What this task involves –
With the pictures left out, write out exactly the lines from the one containing "Please mark the plastic-wrapped" through the end.

Information provided –
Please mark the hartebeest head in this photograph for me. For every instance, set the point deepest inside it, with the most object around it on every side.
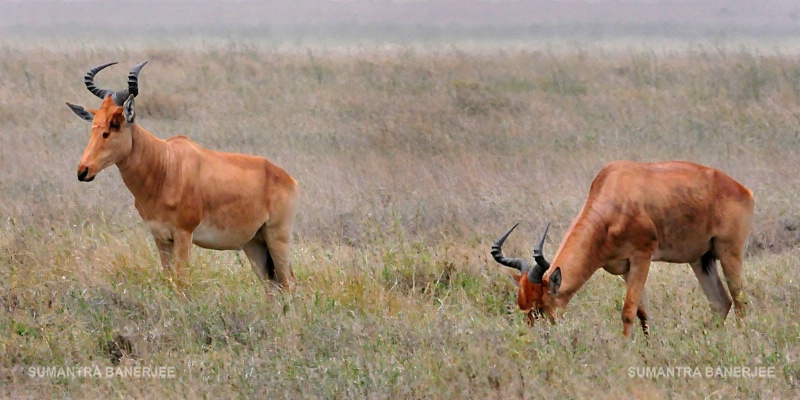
(110, 142)
(532, 297)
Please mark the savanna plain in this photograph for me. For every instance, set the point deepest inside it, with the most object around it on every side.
(411, 162)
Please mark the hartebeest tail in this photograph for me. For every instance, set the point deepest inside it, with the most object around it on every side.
(635, 213)
(187, 194)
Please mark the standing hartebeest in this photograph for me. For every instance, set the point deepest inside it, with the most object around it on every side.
(676, 212)
(187, 194)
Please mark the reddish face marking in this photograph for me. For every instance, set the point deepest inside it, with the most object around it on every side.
(109, 142)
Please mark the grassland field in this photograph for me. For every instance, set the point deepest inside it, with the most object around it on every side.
(411, 162)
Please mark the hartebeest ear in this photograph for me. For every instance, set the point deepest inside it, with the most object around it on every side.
(127, 109)
(82, 112)
(554, 283)
(514, 278)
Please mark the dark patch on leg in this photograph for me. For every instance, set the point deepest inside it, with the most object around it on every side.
(708, 261)
(271, 274)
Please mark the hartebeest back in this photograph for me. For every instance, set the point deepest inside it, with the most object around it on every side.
(187, 194)
(635, 213)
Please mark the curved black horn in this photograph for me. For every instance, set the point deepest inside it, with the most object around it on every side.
(89, 79)
(537, 272)
(497, 253)
(133, 86)
(133, 79)
(537, 252)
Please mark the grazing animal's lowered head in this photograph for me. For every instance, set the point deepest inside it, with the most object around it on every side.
(110, 141)
(530, 287)
(635, 213)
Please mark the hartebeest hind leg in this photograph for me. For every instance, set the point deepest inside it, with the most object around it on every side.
(280, 270)
(712, 286)
(182, 242)
(166, 254)
(641, 312)
(731, 261)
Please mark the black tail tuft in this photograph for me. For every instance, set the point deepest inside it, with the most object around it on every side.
(708, 261)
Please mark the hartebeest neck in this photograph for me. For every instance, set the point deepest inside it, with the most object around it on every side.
(145, 168)
(580, 255)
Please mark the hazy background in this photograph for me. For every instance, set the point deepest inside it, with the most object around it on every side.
(307, 22)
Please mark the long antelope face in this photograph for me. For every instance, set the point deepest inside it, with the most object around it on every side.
(111, 139)
(532, 297)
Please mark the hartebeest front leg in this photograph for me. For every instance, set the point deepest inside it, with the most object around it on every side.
(635, 279)
(166, 254)
(641, 312)
(182, 242)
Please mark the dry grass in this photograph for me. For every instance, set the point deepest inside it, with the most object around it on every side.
(410, 162)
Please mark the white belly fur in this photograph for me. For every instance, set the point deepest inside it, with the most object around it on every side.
(212, 237)
(206, 235)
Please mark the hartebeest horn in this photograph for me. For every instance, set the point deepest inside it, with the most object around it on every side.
(542, 265)
(89, 79)
(497, 253)
(119, 97)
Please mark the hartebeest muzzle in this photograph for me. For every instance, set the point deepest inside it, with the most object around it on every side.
(82, 175)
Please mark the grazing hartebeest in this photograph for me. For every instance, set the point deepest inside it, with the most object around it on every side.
(676, 212)
(187, 194)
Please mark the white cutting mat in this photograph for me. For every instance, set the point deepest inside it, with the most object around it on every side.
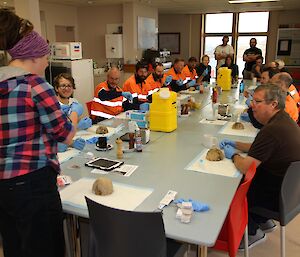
(248, 131)
(124, 196)
(67, 155)
(91, 132)
(224, 167)
(213, 122)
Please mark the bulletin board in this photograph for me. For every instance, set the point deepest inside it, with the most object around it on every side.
(288, 46)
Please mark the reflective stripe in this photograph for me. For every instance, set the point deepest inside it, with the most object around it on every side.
(293, 92)
(108, 103)
(102, 114)
(144, 97)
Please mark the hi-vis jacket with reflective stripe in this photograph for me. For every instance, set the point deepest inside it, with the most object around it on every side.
(137, 90)
(107, 108)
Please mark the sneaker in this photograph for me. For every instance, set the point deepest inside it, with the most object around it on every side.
(268, 226)
(253, 240)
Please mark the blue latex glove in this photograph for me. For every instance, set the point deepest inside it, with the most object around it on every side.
(66, 108)
(84, 123)
(229, 151)
(248, 101)
(191, 83)
(168, 80)
(77, 107)
(79, 143)
(225, 142)
(92, 140)
(62, 147)
(127, 95)
(144, 107)
(245, 117)
(179, 82)
(205, 72)
(197, 206)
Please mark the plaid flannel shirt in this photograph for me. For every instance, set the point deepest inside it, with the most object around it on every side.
(31, 123)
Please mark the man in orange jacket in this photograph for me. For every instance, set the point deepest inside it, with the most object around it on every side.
(109, 99)
(157, 79)
(285, 80)
(179, 80)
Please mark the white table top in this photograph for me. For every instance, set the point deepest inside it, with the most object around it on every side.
(162, 167)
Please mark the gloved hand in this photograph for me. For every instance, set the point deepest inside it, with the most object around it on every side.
(144, 107)
(84, 123)
(79, 143)
(229, 151)
(225, 142)
(179, 82)
(168, 80)
(77, 107)
(245, 117)
(205, 72)
(197, 206)
(191, 83)
(65, 108)
(62, 147)
(127, 95)
(248, 101)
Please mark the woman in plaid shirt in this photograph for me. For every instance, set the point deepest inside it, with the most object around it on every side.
(31, 124)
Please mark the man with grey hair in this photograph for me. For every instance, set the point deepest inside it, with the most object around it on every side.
(276, 145)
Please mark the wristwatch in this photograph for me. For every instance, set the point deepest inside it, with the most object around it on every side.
(232, 157)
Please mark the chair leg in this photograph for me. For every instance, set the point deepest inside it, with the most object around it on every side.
(246, 252)
(202, 251)
(282, 241)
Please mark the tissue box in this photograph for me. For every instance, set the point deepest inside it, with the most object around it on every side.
(141, 119)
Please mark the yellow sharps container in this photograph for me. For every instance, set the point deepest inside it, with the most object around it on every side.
(163, 111)
(224, 78)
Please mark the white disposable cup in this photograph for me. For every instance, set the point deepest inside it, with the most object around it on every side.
(209, 141)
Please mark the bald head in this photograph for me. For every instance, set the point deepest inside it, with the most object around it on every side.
(282, 79)
(113, 77)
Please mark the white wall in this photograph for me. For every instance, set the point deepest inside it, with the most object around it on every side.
(55, 14)
(92, 23)
(131, 11)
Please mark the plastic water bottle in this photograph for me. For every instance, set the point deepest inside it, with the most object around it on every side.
(242, 87)
(138, 141)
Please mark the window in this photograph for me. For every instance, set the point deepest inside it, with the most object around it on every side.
(240, 27)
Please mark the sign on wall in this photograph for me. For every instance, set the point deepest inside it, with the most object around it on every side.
(147, 36)
(288, 46)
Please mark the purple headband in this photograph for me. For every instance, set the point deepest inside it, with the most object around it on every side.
(30, 46)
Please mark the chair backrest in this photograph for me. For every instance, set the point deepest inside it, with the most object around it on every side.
(123, 233)
(237, 218)
(89, 107)
(289, 200)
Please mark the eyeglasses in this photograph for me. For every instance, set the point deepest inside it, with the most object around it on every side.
(257, 101)
(63, 86)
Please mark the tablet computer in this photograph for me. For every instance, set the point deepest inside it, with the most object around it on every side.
(104, 164)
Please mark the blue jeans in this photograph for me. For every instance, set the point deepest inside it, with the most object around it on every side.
(31, 218)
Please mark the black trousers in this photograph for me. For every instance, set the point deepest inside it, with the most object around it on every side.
(31, 218)
(264, 192)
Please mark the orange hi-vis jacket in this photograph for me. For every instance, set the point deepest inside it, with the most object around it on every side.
(189, 74)
(291, 108)
(295, 95)
(109, 108)
(155, 85)
(175, 75)
(137, 90)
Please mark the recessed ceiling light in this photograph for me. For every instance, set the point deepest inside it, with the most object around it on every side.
(250, 1)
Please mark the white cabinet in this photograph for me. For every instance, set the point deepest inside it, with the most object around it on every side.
(114, 46)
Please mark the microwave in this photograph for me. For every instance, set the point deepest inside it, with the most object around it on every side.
(66, 50)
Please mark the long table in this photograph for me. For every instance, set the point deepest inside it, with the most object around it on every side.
(162, 167)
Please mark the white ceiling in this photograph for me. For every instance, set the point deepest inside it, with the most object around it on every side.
(186, 6)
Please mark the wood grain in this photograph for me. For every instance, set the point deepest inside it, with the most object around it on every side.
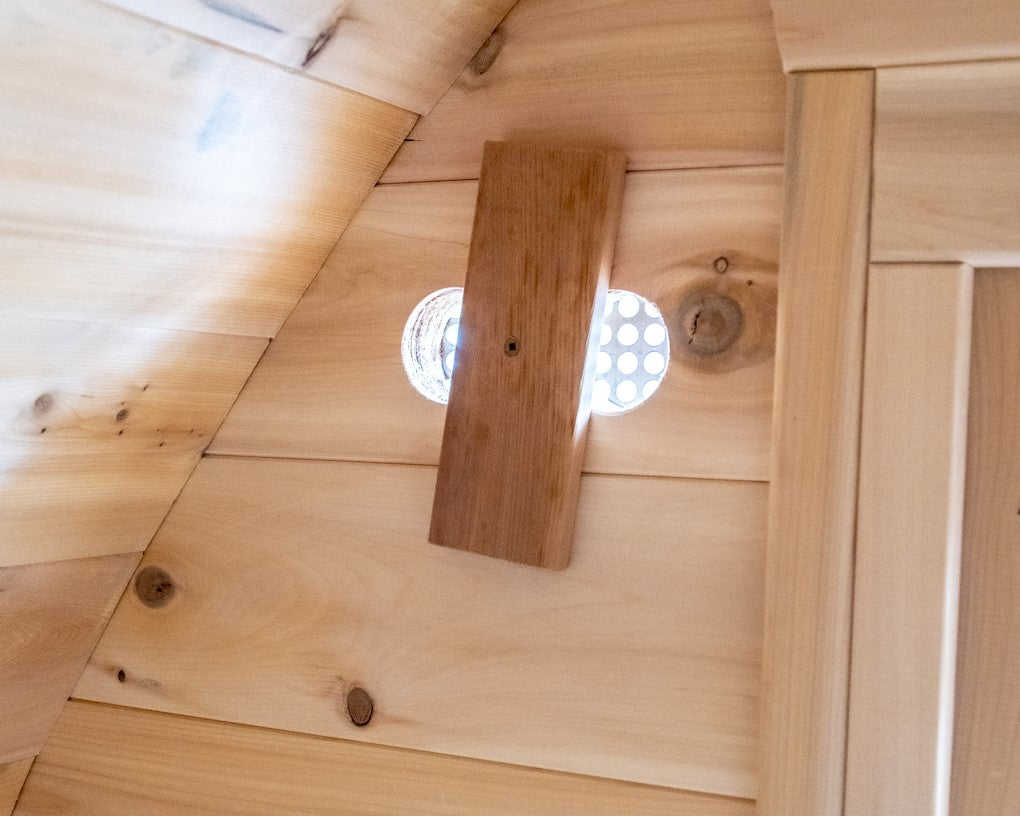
(516, 425)
(674, 85)
(11, 778)
(296, 580)
(118, 762)
(99, 428)
(851, 34)
(986, 749)
(909, 525)
(154, 180)
(405, 52)
(813, 497)
(51, 616)
(339, 354)
(948, 164)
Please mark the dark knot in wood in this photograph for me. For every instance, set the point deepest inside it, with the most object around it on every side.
(359, 706)
(154, 587)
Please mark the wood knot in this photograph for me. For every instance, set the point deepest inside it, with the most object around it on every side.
(154, 587)
(43, 403)
(359, 706)
(319, 42)
(486, 56)
(710, 323)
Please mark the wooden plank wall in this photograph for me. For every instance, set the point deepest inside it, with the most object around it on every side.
(165, 202)
(294, 580)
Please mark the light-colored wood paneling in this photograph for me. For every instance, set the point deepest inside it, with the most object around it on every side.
(99, 428)
(813, 497)
(844, 34)
(405, 52)
(105, 761)
(333, 386)
(151, 179)
(909, 523)
(11, 778)
(51, 616)
(986, 750)
(948, 164)
(297, 580)
(674, 85)
(516, 427)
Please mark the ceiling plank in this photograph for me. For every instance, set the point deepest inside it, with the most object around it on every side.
(404, 52)
(101, 426)
(339, 353)
(673, 85)
(106, 761)
(299, 580)
(57, 612)
(154, 180)
(815, 35)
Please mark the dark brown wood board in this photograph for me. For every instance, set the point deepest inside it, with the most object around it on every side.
(542, 247)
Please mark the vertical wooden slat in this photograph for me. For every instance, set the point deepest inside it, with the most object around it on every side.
(517, 420)
(812, 505)
(910, 516)
(985, 776)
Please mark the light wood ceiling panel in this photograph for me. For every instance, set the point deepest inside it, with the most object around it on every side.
(106, 761)
(56, 613)
(673, 84)
(295, 581)
(404, 52)
(11, 778)
(842, 34)
(99, 428)
(333, 385)
(947, 184)
(151, 179)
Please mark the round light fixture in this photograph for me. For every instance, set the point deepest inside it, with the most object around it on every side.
(633, 349)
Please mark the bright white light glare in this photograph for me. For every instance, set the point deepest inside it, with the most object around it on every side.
(626, 391)
(627, 335)
(628, 305)
(426, 348)
(627, 362)
(633, 355)
(630, 363)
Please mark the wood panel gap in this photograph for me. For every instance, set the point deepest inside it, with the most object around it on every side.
(397, 463)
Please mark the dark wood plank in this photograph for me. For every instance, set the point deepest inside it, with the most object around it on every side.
(516, 424)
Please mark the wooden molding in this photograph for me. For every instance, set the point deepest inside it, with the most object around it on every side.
(813, 496)
(910, 517)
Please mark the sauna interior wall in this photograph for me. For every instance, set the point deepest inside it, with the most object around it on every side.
(296, 554)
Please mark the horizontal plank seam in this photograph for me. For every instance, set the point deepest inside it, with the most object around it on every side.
(643, 170)
(884, 65)
(393, 463)
(248, 54)
(402, 750)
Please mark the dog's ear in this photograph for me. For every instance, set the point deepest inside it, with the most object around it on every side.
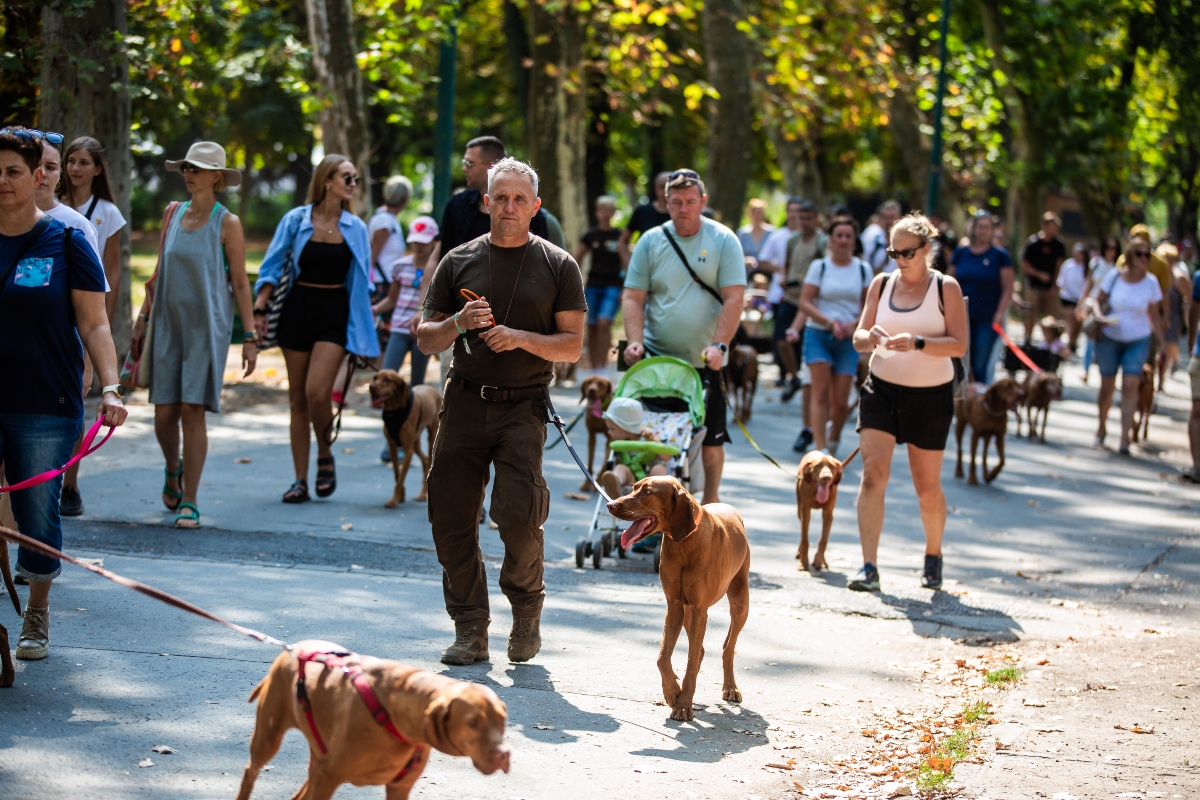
(684, 517)
(437, 726)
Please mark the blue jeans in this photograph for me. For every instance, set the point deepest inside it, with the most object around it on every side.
(399, 346)
(31, 444)
(983, 342)
(1129, 356)
(603, 302)
(822, 347)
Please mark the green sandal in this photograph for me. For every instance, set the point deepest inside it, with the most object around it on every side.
(168, 492)
(187, 518)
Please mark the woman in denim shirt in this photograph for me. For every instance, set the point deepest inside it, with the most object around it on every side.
(327, 313)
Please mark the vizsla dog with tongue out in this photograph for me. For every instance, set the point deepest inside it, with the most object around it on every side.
(816, 487)
(705, 557)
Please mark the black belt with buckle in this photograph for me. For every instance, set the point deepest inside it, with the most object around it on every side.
(498, 394)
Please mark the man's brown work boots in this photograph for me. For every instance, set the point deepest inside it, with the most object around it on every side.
(469, 645)
(525, 641)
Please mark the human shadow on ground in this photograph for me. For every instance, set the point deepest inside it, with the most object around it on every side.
(718, 731)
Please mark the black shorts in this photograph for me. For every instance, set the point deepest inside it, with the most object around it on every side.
(312, 316)
(919, 416)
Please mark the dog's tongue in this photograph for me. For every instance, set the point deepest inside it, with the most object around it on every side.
(640, 529)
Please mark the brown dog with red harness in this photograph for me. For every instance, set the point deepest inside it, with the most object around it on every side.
(370, 721)
(705, 557)
(816, 487)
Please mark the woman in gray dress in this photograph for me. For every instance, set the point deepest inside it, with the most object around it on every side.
(202, 272)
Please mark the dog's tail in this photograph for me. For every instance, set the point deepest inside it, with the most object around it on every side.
(7, 577)
(851, 456)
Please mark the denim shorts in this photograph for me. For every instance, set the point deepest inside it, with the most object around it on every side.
(603, 302)
(822, 347)
(31, 444)
(1129, 356)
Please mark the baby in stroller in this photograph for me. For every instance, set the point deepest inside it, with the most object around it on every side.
(636, 450)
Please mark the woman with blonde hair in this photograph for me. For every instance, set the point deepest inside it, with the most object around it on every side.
(915, 323)
(202, 274)
(327, 252)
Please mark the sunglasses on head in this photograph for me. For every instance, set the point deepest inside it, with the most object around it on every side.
(29, 134)
(895, 254)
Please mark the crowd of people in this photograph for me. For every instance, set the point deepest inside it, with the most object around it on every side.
(899, 310)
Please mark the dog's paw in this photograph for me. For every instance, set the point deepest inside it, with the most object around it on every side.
(683, 713)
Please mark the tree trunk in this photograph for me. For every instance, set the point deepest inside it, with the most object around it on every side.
(727, 53)
(18, 88)
(343, 120)
(557, 121)
(84, 90)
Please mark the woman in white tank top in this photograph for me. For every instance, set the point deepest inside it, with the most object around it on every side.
(915, 322)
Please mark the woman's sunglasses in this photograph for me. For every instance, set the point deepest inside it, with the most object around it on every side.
(895, 254)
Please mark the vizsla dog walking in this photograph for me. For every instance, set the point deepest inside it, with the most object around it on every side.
(370, 721)
(705, 557)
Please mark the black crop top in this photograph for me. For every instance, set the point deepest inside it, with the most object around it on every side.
(324, 263)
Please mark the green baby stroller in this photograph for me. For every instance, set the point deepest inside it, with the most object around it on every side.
(672, 395)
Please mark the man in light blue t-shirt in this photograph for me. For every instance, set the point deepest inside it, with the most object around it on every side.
(667, 312)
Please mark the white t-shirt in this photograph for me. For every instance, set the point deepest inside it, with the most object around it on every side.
(393, 250)
(1129, 304)
(1072, 276)
(107, 218)
(839, 289)
(72, 218)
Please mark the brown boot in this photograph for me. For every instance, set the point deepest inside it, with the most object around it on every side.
(525, 641)
(469, 645)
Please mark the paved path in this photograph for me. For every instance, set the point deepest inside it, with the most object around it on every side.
(1069, 541)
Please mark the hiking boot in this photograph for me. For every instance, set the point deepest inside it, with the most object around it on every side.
(525, 641)
(70, 504)
(35, 635)
(867, 579)
(469, 645)
(933, 577)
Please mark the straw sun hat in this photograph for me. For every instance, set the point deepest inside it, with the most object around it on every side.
(207, 155)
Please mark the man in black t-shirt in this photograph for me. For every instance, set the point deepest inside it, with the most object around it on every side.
(652, 215)
(605, 281)
(1041, 259)
(529, 313)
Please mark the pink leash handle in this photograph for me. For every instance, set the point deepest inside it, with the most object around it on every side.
(85, 449)
(1018, 352)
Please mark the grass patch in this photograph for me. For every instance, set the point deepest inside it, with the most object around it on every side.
(1003, 677)
(977, 711)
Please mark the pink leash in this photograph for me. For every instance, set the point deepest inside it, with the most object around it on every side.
(85, 449)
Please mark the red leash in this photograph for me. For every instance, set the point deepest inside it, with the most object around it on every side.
(1018, 352)
(85, 449)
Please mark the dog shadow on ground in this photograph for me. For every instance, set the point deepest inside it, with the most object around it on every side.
(718, 731)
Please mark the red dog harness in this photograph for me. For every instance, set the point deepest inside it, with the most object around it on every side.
(341, 660)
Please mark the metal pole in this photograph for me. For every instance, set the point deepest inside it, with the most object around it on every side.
(443, 132)
(935, 155)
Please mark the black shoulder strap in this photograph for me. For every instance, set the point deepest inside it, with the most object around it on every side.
(34, 234)
(691, 271)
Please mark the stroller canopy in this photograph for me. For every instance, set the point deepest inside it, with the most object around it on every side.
(665, 377)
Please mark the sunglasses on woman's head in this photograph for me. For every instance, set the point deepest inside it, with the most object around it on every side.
(904, 253)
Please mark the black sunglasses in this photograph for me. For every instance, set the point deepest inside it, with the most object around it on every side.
(895, 254)
(29, 134)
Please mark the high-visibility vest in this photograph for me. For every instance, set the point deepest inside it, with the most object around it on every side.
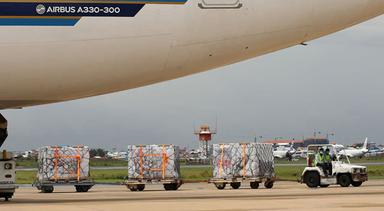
(319, 159)
(327, 158)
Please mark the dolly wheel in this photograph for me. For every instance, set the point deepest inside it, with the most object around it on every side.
(344, 180)
(171, 186)
(47, 189)
(312, 179)
(141, 187)
(254, 185)
(235, 185)
(357, 184)
(133, 187)
(220, 186)
(268, 184)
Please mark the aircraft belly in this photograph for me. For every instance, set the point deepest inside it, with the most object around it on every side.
(101, 55)
(66, 70)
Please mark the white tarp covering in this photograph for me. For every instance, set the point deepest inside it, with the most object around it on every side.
(63, 163)
(247, 160)
(153, 162)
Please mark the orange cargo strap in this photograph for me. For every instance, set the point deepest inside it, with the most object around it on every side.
(164, 162)
(244, 160)
(221, 160)
(141, 161)
(56, 155)
(78, 163)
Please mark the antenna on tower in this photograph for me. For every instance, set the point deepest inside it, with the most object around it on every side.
(205, 136)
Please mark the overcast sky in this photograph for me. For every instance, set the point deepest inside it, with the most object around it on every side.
(335, 84)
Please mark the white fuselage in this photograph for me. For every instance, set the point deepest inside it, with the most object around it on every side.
(44, 64)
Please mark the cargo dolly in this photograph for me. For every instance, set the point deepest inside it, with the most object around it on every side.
(63, 166)
(153, 164)
(139, 185)
(237, 163)
(48, 186)
(236, 182)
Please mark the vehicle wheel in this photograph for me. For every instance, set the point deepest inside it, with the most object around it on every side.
(82, 188)
(235, 185)
(141, 187)
(344, 180)
(357, 184)
(312, 179)
(268, 184)
(132, 187)
(171, 186)
(254, 185)
(47, 189)
(220, 186)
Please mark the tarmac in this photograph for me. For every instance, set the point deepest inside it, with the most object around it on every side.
(202, 197)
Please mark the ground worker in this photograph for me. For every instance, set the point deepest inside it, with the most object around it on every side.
(319, 158)
(327, 162)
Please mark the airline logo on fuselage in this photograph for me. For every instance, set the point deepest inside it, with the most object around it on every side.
(69, 12)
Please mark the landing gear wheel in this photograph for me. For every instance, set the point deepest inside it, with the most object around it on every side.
(344, 180)
(312, 179)
(220, 186)
(357, 184)
(254, 185)
(47, 189)
(141, 187)
(268, 184)
(235, 185)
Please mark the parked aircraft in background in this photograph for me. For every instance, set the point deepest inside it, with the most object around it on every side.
(353, 152)
(58, 51)
(284, 152)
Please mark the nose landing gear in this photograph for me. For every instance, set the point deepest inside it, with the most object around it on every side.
(3, 129)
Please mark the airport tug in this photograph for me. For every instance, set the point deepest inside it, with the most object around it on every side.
(339, 172)
(7, 175)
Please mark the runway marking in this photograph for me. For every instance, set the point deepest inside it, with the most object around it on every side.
(233, 195)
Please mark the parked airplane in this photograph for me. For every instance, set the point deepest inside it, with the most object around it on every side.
(284, 152)
(353, 152)
(58, 50)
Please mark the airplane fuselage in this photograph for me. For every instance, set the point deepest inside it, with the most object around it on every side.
(98, 55)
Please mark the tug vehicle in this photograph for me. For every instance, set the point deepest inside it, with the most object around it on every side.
(342, 173)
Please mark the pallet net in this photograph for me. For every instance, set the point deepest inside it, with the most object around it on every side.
(242, 160)
(63, 163)
(153, 162)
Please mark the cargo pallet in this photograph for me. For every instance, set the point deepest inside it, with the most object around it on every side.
(48, 186)
(139, 184)
(237, 181)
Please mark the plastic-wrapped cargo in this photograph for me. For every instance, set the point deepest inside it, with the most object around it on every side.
(243, 160)
(63, 163)
(153, 162)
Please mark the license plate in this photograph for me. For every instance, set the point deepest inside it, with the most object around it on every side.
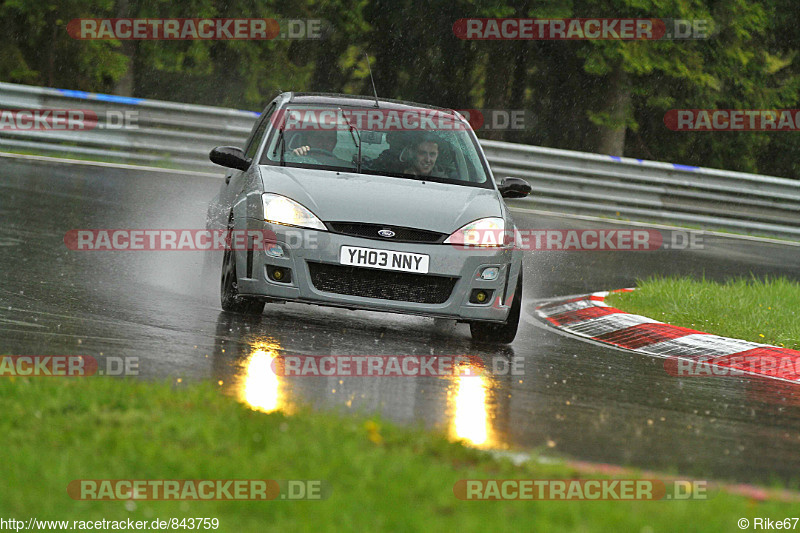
(384, 259)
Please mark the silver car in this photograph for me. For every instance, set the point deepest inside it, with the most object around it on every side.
(371, 204)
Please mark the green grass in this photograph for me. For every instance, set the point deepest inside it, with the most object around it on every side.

Complete output –
Please mark the plastic-wrapped cargo in this photograph for me. For every instance, set the point deepest inside it, with the most object around it on every side.
(243, 160)
(63, 163)
(153, 162)
Please mark the license plate in this photograph for me. For every instance, set the point deepest inside it, with the most object around it on every side.
(384, 259)
Please mark the silver car in this photograph for me. For every instance, set the point deepest inside it, with the most object around it on every side.
(371, 204)
Please mark the green grass in this photograph for me. For every instance, set the point deepest inside it, with the most object around it on every side.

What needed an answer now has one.